## Task brief
Every line between the top of the data below and the line with "positive clicks: (369, 240)", both ends included, must be retyped exactly.

## Data
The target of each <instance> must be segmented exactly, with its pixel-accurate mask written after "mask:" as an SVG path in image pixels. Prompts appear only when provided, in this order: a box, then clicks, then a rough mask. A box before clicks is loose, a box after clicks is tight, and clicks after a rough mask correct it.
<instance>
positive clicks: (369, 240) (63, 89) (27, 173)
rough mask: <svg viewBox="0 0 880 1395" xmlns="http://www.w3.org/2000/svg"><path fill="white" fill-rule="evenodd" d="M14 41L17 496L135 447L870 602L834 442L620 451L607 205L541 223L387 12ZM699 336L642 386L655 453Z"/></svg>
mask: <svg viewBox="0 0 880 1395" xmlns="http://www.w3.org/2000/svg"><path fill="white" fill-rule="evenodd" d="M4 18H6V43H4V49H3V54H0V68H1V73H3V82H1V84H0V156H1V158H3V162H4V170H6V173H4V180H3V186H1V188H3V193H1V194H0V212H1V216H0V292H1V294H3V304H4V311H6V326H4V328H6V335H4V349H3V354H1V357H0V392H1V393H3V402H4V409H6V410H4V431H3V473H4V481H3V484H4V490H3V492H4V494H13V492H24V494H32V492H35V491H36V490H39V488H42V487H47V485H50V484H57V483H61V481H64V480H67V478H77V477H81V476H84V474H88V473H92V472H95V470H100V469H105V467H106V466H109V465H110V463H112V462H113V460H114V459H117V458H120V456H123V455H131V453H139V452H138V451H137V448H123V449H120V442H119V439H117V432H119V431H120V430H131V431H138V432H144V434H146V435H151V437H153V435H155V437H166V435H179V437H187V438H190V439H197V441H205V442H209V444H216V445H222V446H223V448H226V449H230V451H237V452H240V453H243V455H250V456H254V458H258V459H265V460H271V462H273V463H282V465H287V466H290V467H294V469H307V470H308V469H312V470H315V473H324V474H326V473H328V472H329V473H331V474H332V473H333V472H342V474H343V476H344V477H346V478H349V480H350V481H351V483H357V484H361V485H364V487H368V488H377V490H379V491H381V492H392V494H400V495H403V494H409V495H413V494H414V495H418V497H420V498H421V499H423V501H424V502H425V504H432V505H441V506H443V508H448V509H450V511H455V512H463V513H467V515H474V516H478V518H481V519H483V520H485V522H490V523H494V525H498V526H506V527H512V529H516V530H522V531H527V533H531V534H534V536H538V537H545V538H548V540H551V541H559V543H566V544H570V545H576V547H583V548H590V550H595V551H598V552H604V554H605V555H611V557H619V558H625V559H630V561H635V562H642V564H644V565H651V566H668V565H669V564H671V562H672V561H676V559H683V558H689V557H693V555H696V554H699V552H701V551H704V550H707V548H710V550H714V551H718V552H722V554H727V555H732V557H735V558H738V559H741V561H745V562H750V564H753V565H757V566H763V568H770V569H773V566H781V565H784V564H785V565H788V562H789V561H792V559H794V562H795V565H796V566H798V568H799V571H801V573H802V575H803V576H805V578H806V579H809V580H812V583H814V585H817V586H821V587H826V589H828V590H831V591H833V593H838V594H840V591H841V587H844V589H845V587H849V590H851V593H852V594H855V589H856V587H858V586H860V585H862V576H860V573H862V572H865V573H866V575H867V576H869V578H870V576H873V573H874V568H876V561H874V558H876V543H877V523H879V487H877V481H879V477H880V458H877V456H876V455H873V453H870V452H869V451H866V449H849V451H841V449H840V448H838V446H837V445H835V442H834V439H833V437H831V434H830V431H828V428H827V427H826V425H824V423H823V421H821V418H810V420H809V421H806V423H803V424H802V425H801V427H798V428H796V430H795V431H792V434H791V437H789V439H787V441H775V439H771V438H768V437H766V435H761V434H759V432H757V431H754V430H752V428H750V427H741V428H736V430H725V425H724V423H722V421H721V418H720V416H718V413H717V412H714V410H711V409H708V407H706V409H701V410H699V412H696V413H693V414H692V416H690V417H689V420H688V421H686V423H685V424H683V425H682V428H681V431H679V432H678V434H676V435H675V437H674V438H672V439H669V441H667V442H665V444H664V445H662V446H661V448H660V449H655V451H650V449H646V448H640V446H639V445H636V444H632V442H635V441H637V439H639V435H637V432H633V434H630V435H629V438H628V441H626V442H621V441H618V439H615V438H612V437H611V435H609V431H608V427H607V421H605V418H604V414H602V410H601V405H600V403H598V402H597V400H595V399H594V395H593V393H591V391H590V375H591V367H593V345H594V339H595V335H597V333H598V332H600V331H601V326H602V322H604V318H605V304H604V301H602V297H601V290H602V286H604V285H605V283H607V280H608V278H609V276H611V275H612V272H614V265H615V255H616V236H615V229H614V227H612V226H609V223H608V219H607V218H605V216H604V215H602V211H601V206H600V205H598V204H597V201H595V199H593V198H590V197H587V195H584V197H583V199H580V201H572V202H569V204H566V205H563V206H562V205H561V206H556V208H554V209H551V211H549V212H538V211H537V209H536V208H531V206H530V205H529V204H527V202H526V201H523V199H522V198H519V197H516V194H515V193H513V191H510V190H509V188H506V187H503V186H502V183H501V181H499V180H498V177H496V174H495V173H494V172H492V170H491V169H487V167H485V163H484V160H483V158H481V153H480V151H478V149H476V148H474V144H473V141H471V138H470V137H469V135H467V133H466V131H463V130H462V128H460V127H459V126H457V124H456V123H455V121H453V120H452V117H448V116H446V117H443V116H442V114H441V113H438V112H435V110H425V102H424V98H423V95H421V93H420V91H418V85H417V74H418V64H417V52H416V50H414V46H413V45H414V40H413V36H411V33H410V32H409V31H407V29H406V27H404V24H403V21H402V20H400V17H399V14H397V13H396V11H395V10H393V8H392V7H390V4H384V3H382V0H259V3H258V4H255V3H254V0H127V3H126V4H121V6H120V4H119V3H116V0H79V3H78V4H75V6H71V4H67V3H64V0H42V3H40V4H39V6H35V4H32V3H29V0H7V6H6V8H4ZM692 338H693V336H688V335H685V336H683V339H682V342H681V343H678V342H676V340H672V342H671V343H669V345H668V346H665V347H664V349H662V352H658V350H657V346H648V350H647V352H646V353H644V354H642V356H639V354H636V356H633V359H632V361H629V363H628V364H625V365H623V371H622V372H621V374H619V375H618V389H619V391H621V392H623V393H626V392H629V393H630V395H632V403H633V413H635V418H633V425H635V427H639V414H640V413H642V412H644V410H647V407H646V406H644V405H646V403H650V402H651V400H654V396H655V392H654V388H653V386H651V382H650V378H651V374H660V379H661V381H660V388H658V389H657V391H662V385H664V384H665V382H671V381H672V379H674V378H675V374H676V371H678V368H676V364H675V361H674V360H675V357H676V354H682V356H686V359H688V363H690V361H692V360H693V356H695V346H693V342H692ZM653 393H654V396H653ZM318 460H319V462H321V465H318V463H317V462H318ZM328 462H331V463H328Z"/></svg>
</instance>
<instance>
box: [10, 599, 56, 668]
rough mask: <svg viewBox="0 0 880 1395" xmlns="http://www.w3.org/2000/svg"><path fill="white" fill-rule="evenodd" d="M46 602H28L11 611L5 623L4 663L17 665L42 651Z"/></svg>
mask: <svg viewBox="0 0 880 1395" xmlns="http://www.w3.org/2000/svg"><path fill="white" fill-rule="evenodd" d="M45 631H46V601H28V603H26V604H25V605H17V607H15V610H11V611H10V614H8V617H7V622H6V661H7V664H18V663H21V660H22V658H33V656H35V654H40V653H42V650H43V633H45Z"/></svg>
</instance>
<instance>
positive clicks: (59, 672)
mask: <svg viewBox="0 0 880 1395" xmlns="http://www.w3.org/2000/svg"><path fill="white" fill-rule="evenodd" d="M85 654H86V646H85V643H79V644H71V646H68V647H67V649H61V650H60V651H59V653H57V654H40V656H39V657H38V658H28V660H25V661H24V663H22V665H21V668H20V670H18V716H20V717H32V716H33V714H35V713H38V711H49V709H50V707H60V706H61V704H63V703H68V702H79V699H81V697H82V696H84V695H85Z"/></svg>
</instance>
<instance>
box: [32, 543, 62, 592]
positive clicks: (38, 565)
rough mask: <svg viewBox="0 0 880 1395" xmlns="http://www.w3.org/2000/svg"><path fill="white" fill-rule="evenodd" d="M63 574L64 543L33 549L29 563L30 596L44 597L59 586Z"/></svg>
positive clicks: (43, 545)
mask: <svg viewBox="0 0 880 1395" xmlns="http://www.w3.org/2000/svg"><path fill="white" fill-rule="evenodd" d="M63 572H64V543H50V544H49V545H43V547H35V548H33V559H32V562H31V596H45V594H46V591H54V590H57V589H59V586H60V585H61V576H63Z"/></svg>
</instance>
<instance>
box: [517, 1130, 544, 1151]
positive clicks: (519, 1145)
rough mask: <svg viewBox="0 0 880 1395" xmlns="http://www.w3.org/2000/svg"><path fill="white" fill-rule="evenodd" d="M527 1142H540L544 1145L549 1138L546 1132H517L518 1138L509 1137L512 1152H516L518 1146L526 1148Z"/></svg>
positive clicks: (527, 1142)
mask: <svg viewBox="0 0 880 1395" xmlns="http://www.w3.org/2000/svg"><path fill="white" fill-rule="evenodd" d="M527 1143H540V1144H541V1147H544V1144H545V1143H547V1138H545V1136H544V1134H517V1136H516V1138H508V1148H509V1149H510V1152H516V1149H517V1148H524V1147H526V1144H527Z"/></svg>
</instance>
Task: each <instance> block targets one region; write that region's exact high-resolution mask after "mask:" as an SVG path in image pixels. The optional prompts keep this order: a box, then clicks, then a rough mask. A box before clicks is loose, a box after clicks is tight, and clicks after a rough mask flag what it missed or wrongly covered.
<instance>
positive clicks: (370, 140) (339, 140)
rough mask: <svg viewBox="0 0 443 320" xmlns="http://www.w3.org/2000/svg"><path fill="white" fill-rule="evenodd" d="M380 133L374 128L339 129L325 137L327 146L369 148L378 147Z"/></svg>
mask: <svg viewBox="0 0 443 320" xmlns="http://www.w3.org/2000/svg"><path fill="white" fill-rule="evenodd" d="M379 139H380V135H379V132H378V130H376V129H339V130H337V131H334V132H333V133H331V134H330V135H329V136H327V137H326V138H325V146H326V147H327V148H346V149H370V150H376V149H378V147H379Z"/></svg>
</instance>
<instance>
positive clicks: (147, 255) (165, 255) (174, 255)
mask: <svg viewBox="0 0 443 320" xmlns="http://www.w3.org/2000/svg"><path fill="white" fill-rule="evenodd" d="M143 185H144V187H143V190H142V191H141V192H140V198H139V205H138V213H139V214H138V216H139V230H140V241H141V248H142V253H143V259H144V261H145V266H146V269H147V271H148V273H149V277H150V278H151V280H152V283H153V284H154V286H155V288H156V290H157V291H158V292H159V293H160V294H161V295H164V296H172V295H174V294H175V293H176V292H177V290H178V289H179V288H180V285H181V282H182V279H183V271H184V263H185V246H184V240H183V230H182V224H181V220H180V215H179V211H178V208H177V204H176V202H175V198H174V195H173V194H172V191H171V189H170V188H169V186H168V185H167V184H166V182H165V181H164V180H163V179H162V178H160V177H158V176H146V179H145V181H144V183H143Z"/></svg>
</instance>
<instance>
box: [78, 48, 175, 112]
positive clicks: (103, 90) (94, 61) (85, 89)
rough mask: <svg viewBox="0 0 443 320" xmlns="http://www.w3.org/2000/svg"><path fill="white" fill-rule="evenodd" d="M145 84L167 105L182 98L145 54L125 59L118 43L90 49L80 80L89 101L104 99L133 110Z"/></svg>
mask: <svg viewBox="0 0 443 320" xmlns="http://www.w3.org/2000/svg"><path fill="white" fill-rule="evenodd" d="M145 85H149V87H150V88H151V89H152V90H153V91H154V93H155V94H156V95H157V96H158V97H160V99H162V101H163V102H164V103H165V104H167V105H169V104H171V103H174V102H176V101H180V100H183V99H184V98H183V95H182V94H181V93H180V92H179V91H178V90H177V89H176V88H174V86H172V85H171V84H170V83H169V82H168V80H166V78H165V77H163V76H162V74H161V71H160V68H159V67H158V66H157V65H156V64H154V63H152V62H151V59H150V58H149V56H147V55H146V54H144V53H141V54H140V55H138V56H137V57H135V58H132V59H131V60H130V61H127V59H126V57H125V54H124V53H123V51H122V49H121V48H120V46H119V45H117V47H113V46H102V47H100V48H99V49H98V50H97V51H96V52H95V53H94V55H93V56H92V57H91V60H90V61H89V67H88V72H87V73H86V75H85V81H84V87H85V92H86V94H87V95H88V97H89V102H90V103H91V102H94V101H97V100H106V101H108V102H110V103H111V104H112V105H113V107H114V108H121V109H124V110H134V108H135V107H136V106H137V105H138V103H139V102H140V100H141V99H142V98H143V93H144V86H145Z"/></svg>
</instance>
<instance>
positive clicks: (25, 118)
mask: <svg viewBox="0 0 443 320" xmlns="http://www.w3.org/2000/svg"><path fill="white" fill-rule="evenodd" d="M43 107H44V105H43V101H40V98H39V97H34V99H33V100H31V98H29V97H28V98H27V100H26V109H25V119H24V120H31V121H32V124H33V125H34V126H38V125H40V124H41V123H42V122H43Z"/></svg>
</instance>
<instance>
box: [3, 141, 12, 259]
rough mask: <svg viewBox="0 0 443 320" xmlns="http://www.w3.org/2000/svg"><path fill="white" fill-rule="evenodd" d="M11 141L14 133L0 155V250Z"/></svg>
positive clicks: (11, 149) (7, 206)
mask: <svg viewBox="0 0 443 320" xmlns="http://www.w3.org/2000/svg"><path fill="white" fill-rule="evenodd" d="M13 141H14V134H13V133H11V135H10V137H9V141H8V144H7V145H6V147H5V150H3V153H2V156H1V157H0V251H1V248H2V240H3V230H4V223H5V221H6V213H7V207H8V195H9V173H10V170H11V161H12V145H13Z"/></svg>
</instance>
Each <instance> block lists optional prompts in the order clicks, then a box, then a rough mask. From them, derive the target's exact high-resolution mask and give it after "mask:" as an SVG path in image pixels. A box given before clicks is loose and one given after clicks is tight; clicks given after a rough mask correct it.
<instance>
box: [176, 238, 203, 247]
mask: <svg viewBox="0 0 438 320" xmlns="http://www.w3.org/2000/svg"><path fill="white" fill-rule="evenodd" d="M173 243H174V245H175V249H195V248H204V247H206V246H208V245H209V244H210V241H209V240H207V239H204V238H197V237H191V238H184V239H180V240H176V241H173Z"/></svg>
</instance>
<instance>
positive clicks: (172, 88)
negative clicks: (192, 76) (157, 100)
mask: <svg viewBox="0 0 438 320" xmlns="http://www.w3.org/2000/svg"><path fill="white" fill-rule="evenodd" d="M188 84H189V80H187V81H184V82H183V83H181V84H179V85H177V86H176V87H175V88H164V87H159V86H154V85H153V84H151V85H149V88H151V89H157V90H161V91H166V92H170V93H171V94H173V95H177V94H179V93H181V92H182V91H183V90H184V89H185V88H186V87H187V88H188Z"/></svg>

## Exercise solution
The target of each <instance> must be segmented exactly, with its pixel-accurate mask written after "mask:" as an SVG path in image pixels. Prompts appear only when provided, in this order: a box, then clicks, then a rough mask. A box before clicks is loose, a box after clicks is tight, and clicks after a rough mask correct it.
<instance>
positive clicks: (369, 240) (63, 89) (27, 173)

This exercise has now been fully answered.